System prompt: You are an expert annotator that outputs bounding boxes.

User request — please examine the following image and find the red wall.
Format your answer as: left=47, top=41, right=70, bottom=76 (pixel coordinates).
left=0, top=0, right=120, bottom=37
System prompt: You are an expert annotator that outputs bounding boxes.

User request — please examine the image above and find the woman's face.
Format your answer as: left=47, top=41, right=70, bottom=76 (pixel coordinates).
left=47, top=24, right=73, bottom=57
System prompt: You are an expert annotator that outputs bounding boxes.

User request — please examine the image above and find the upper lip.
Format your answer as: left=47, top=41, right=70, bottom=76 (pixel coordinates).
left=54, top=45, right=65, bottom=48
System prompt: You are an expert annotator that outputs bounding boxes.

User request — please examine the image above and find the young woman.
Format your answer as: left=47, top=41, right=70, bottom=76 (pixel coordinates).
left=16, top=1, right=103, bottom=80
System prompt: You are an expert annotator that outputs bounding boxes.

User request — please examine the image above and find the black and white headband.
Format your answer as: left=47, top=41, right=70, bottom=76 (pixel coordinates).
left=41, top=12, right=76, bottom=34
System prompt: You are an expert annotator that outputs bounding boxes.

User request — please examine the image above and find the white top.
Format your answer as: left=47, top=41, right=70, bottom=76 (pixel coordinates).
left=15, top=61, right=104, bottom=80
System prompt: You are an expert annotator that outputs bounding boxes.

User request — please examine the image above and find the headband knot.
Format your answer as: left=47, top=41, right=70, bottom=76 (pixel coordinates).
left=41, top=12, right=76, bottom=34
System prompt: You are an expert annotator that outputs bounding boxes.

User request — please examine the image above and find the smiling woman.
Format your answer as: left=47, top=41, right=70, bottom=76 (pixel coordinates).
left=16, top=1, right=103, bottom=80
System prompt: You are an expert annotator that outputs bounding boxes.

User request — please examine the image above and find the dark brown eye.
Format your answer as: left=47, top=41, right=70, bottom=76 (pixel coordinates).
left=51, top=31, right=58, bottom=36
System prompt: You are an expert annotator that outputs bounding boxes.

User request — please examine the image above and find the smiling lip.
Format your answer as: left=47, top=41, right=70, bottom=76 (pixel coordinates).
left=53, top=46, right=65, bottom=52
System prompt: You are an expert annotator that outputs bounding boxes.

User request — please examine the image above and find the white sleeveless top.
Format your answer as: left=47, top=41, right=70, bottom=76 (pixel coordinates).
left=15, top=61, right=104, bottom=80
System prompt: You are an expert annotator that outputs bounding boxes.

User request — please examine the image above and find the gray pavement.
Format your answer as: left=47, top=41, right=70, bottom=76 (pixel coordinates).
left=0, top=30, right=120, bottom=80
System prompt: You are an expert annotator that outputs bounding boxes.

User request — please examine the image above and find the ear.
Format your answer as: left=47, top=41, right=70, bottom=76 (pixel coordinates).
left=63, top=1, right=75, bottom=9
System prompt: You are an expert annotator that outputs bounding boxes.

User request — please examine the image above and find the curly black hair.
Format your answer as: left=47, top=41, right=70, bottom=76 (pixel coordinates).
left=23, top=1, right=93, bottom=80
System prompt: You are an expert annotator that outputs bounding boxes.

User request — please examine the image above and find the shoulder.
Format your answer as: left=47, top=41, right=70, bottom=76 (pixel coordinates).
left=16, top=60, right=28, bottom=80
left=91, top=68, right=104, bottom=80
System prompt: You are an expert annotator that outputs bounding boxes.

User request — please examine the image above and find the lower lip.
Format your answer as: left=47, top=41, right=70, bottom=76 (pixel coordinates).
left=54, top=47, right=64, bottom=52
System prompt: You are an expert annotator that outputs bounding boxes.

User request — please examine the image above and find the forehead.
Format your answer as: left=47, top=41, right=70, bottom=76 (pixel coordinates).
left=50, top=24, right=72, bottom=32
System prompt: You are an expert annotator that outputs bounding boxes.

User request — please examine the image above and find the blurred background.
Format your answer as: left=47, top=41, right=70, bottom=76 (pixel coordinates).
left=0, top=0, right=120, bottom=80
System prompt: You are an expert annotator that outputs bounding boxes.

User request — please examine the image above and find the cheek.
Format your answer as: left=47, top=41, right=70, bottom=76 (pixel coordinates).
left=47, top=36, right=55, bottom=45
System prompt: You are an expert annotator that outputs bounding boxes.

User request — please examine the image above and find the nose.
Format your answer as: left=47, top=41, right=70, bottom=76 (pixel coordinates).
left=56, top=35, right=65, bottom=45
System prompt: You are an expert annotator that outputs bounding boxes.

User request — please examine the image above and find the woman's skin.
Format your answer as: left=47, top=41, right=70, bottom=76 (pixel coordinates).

○ ○ ○

The request: Please put the lines from the very first one above through the one holding "left=54, top=45, right=65, bottom=48", inclusive, into a Markdown table with the columns Row and Line, skipping any blank lines.

Solution to this task:
| Row | Line |
|---|---|
| 1 | System prompt: You are an expert annotator that outputs bounding boxes. |
| 2 | User request — please examine the following image and find the red wall. |
| 3 | Format your answer as: left=47, top=41, right=70, bottom=76 (pixel coordinates). |
| 4 | left=0, top=0, right=120, bottom=37 |
| 5 | System prompt: You are an expert annotator that outputs bounding boxes. |
| 6 | User request — please examine the image above and find the woman's face. |
| 7 | Format your answer as: left=47, top=41, right=70, bottom=76 (pixel coordinates). |
| 8 | left=47, top=24, right=73, bottom=57 |
| 9 | System prompt: You are an expert annotator that outputs bounding boxes. |
| 10 | User request — please examine the image above and find the upper lip. |
| 11 | Format your answer as: left=47, top=41, right=70, bottom=76 (pixel coordinates). |
| 12 | left=54, top=45, right=65, bottom=48 |